(Work required) Please count the lines below that contain the word "each". Reply with the number alone.

-------- Supplied entries --------

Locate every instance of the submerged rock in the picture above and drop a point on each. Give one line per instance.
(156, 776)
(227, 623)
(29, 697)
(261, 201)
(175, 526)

--------
-------- Supplied entries --------

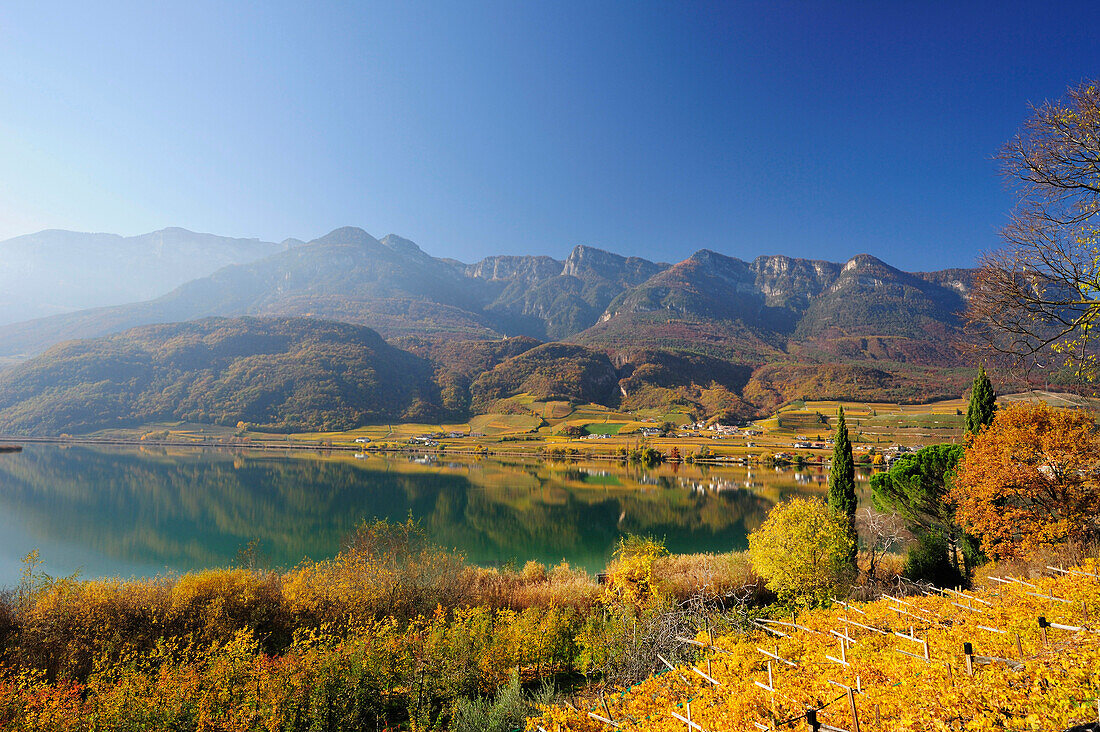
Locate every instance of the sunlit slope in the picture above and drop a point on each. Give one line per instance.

--------

(Response to the task) 2